### DOCUMENT
_ _ _

The wild blue yonder


So last week I was waxing nostalgic about airports of yesteryear. I think we’ll stay with the air travel theme. It’ll be fun looking at the delights of flying in 2015.  Like getting the flu.

So buckle up, take a Tums and get the vomit bag out – it’s probably going to be a bumpy ride.

After a long (for AGMA) spell of staying put, I’m heading back to the friendly skies again. Or maybe we should call them the “ambivalent, but you still won’t get pretzels or reclining seats” skies.

One of the most nerve wracking challenges air travelers face today is “roller board roulette”.  It’s when you gamble that there might actually be overhead bin space and bring a carry-on bag.


You say the Rosary before you do online check-in and pray that, when you print off your boarding pass, the magic words “Zone 1” appear. Zone 2 is just too iffy…

Honestly, the last thing you want to hear on the plane is, “You’re going to need to gate check your bag.”  I get chills even thinking about it.

This is never an issue when I fly with my husband. He has a degenerative neurological condition that is affecting his legs. It causes him to walk very slowly with a cane, and leaves him able only go short distances before he poops out.

Not good.

And getting to some gates at certain airports is like running a 5K. You need to stop a few times on the way to get nutrition, hydrate, take bathroom breaks and stretch. And oh, the stabbing pain if you’re loaded down with a heavy backpack and carry-on.

As a result, we always request wheelchair assistance to get him to and from our gates. This has been an adventure in and of itself.

But that’s another post for another day…

Because of his mobility issue, we’re always the first to board no matter what zone is on our boarding pass. It’s us and the people flying with small, screaming children, their strollers and their car seats. So…we always have space for our roller boards no matter how full the flight is.

This has spoiled me. It’s easy to get used to not having to wrestle the person sitting across the aisle for space in an overhead bin.

But when I fly alone, reality slaps me in the face like a hung over Kardashian.

No priority boarding for AGMA. I’m with the masses, waiting and jockeying for position at the gate. It’s like being in no man’s land. Everybody is suspiciously eyeing everybody else and their carry-ons. Feigning disinterest, but with a desperate, hungry look in their eyes, some try to sneak a glance at the zone on your boarding pass. They are the “overhead bin space” hunters and your roller board is the hunted.

The Huger Games meets the ambivalent skies.

I flew to Washington, D.C. several weeks ago on Delta. Being one of their Skymiles members AND having their credit card, I think I’m a pretty hot stuff on Delta. Too bad Delta doesn’t agree.

I checked my luggage on this trip, but had a very bulky backpack. I really, really didn’t want to have to smoosh it under my seat and not have room for my feet.  Total First World non-problem, I realize.

But birds chirped, violin music played and rainbow ponies filled the air when I saw my boarding pass.  The coveted, much envied and much desired Zone 1.  Score!

_ _ _

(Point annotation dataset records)

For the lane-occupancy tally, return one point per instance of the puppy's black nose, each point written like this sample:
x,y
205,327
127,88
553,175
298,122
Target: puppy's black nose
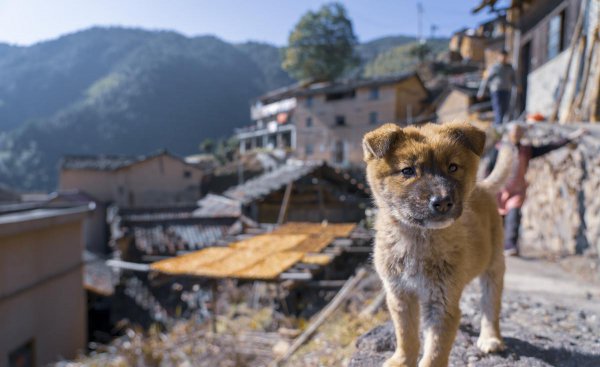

_ _ _

### REQUIRED WORK
A. In the air travel post, which airline did the writer fly to Washington, D.C.?
B. Write out the passage of the air travel post that starts at "You say the" and runs through "backpack and carry-on.", swapping "Rosary" for "Lord's Prayer".

### SOLUTIONS TO THE TASKS
A. Delta

B.
You say the Lord's Prayer before you do online check-in and pray that, when you print off your boarding pass, the magic words “Zone 1” appear. Zone 2 is just too iffy…

Honestly, the last thing you want to hear on the plane is, “You’re going to need to gate check your bag.”  I get chills even thinking about it.

This is never an issue when I fly with my husband. He has a degenerative neurological condition that is affecting his legs. It causes him to walk very slowly with a cane, and leaves him able only go short distances before he poops out.

Not good.

And getting to some gates at certain airports is like running a 5K. You need to stop a few times on the way to get nutrition, hydrate, take bathroom breaks and stretch. And oh, the stabbing pain if you’re loaded down with a heavy backpack and carry-on.